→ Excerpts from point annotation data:
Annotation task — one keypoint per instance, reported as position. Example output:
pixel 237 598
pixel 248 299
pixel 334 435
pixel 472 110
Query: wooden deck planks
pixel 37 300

→ Exercise goal: Copy out every one of the rows above, line by line, without changing a single character.

→ Exercise output:
Annotation task — one keypoint per instance, reported as position. Example output:
pixel 237 598
pixel 248 299
pixel 334 435
pixel 472 110
Query: wooden deck planks
pixel 37 300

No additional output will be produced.